Arrange everything in the material below, from its first line down to and including the line containing "x=895, y=344", as a numbered list. Leave out any blank lines.

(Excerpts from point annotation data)
****************************************

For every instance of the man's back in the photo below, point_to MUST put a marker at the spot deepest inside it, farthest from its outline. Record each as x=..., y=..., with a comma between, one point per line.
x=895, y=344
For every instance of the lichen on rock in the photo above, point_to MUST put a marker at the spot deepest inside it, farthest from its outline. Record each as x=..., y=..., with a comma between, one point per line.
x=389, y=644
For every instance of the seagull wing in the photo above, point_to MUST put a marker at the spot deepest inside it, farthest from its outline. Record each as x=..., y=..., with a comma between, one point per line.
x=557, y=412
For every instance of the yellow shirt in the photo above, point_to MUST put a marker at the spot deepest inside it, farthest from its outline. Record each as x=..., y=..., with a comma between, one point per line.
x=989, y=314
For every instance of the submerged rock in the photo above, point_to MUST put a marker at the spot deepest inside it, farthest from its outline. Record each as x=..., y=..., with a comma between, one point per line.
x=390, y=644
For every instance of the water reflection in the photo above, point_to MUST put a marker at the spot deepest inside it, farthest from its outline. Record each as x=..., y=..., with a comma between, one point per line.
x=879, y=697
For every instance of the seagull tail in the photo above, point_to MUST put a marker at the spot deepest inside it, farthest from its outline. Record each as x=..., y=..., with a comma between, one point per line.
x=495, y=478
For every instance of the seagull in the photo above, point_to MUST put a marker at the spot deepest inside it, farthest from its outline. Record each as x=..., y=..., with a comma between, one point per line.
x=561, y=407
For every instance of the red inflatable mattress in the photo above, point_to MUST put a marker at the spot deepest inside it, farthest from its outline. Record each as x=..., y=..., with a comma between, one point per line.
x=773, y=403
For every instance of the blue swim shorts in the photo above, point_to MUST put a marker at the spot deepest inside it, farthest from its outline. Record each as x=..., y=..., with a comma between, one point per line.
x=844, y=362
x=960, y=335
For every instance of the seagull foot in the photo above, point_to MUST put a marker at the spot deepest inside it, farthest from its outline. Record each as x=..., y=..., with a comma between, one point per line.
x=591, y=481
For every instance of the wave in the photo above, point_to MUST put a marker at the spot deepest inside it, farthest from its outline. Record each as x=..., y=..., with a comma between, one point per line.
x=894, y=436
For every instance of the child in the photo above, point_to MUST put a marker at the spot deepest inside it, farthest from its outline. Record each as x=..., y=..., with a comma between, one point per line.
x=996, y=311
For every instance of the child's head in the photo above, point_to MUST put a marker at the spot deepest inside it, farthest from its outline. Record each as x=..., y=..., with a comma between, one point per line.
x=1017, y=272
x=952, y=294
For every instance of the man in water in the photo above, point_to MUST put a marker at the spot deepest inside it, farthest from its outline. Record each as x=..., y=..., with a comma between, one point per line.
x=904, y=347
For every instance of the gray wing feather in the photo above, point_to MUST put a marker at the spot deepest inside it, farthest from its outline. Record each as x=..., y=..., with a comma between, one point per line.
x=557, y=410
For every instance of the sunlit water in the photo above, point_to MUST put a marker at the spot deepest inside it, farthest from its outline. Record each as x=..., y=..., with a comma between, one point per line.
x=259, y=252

****************************************

• [Response below]
1. For every instance of the man's back in the photo below, point_to MUST put a marker at the spot deepest inside it, farthest from its outline. Record each as x=..., y=..., with a comma between, one point per line.
2. x=895, y=344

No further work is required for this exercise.